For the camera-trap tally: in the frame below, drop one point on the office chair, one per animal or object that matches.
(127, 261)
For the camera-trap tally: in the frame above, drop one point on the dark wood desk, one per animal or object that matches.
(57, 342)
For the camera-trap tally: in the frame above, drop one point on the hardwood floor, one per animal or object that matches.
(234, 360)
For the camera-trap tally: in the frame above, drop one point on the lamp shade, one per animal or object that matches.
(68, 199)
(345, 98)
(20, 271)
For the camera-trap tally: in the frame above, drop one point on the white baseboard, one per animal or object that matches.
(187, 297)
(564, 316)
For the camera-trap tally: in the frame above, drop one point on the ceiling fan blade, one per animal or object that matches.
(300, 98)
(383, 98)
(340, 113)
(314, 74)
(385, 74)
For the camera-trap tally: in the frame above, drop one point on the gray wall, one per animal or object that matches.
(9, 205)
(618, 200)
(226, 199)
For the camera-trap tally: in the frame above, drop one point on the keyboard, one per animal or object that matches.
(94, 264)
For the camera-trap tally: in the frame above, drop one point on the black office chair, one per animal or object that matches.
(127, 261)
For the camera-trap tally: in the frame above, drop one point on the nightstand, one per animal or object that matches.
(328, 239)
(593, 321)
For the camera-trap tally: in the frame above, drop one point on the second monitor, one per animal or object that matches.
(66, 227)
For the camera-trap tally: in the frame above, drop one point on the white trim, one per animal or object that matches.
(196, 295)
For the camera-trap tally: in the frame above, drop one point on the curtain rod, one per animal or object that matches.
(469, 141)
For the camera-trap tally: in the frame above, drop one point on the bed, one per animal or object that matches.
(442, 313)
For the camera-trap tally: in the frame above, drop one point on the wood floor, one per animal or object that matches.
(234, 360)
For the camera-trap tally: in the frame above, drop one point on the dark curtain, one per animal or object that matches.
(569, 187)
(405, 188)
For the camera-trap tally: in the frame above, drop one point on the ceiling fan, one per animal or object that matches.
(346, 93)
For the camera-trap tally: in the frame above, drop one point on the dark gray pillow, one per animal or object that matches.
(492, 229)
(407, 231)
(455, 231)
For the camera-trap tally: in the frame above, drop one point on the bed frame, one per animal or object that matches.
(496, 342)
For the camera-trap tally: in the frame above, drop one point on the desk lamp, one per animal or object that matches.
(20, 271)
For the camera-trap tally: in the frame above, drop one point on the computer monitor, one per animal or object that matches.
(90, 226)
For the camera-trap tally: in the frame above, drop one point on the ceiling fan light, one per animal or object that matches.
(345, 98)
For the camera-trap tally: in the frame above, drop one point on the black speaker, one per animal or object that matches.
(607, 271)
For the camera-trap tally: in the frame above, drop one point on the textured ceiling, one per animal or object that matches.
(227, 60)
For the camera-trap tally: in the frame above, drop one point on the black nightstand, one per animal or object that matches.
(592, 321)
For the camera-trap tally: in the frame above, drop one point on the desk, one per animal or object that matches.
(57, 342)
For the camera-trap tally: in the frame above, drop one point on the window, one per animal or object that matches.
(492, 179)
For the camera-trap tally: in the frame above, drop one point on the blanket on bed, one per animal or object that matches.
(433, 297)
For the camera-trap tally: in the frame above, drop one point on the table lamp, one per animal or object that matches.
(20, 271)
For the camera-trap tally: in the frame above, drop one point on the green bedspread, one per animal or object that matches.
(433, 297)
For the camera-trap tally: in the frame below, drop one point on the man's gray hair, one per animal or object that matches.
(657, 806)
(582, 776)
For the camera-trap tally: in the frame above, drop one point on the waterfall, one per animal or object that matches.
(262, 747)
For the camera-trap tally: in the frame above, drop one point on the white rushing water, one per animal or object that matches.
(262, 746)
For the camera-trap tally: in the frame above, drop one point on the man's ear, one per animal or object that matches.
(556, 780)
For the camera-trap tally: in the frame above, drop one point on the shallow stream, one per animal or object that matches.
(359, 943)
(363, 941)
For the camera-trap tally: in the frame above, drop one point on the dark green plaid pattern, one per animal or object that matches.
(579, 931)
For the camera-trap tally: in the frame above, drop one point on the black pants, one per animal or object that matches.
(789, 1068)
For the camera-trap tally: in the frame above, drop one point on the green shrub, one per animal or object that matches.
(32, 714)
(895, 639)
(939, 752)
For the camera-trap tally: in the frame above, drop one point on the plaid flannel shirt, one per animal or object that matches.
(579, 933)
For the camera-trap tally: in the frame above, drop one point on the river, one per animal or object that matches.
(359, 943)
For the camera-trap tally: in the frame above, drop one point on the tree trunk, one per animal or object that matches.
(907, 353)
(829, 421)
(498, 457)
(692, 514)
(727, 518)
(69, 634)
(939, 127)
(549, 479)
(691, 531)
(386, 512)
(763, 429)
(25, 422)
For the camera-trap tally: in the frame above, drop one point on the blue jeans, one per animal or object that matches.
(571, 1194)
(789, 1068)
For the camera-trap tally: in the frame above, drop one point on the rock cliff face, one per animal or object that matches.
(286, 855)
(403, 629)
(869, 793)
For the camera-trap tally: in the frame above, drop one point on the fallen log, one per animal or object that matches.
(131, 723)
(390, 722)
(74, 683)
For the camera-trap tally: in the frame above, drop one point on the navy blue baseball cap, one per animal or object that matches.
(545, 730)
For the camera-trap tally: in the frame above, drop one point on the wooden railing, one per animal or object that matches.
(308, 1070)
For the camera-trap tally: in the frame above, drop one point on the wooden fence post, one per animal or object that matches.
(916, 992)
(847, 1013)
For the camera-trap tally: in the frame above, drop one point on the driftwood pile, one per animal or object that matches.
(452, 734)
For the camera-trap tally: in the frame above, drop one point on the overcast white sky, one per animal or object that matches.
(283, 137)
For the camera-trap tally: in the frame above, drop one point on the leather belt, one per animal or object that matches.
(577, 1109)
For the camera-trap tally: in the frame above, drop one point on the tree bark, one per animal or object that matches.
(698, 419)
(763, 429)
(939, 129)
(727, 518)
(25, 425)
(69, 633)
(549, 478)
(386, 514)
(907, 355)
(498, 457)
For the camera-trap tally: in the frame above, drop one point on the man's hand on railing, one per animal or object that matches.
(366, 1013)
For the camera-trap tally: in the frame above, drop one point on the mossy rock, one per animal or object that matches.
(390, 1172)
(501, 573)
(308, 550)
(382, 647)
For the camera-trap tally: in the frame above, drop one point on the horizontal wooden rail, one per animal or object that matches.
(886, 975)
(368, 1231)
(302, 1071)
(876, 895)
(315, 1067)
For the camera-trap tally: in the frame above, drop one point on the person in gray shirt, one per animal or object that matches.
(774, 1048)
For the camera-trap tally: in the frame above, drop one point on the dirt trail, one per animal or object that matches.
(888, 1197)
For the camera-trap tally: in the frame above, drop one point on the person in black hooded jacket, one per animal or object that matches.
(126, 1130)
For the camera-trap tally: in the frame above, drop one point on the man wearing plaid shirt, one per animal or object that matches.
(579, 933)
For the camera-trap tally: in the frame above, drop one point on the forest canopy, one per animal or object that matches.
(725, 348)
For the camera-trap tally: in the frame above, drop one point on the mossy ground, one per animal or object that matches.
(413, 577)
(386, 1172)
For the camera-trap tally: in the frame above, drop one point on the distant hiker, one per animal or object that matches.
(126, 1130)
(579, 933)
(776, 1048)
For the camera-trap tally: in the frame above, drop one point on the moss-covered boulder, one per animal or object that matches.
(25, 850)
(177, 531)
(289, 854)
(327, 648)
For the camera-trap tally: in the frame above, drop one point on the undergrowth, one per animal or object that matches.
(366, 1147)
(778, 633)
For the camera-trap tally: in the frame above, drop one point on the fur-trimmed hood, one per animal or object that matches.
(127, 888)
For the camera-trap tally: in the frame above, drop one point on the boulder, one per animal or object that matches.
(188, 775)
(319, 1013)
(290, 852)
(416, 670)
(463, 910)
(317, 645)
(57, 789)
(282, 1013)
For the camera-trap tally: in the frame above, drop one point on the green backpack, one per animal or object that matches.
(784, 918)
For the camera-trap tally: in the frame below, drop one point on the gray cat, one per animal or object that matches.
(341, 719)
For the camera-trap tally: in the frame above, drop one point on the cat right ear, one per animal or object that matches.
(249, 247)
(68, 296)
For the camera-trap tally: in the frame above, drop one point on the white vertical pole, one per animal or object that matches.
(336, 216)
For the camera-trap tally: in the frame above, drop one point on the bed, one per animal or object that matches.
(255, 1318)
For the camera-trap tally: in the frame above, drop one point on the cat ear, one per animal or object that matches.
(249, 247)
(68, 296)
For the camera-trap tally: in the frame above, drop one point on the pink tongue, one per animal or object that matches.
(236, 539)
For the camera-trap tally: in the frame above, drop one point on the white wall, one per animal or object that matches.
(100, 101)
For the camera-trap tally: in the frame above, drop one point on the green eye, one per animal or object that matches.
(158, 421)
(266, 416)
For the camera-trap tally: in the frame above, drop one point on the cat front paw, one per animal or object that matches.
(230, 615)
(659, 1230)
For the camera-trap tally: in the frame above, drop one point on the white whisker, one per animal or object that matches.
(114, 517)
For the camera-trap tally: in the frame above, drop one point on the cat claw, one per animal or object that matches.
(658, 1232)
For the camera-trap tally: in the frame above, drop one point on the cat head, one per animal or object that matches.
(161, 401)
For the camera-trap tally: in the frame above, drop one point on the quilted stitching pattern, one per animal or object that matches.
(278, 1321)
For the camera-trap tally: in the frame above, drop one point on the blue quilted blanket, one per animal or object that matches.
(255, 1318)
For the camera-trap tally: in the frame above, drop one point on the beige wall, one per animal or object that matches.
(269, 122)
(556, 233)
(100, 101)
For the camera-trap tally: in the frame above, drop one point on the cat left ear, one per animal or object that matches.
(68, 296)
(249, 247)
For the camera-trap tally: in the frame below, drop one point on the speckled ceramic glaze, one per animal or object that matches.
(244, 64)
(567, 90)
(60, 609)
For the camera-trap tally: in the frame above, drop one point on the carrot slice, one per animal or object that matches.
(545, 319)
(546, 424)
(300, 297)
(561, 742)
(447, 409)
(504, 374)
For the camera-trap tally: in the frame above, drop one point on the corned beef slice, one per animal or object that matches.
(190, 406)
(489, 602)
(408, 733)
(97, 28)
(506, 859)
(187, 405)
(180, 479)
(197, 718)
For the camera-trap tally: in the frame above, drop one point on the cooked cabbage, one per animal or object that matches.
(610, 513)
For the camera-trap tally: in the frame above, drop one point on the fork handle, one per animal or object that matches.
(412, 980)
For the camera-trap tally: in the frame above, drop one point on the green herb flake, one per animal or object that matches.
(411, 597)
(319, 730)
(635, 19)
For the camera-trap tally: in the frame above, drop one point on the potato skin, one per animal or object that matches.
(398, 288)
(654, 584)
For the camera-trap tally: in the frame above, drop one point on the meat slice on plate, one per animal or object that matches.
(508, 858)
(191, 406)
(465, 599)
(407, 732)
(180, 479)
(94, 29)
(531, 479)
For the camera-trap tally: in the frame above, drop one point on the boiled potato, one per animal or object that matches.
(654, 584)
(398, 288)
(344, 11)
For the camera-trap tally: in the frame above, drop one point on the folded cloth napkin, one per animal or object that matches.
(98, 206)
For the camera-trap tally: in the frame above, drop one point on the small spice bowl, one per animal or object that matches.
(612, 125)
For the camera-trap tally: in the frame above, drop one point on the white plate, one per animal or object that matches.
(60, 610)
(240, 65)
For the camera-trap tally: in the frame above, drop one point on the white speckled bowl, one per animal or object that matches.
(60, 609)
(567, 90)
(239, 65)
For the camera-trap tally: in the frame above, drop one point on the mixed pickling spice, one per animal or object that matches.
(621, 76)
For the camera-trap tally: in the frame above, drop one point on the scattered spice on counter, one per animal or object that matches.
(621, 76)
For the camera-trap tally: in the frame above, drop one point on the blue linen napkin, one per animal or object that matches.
☆ ☆ ☆ ☆
Write the lines out verbatim, from the one with "on the small" through the last line of the entries, and stop there.

For the camera-trap tally: in the frame above, drop one point on the small spice bowl, one per animal or object that matches.
(612, 125)
For the camera-trap tally: in the frame above, drop one point on the white plate, one per animal or object that matches.
(60, 610)
(240, 65)
For the camera-trap tally: in the frame above, drop one point on the white speckled bowl, one per animal or object that matches.
(60, 609)
(567, 90)
(239, 65)
For the camera-trap tally: in the frame above, drop one point on the mixed pickling spice, one per animal or object that matches.
(621, 76)
For the camera-trap tally: in the frame above, drop one point on the scattered spice on counter, one per animal or object that matches.
(621, 76)
For the camera-trap tally: in the frame above, drop one point on the blue linen napkin, one per animal or object that matches.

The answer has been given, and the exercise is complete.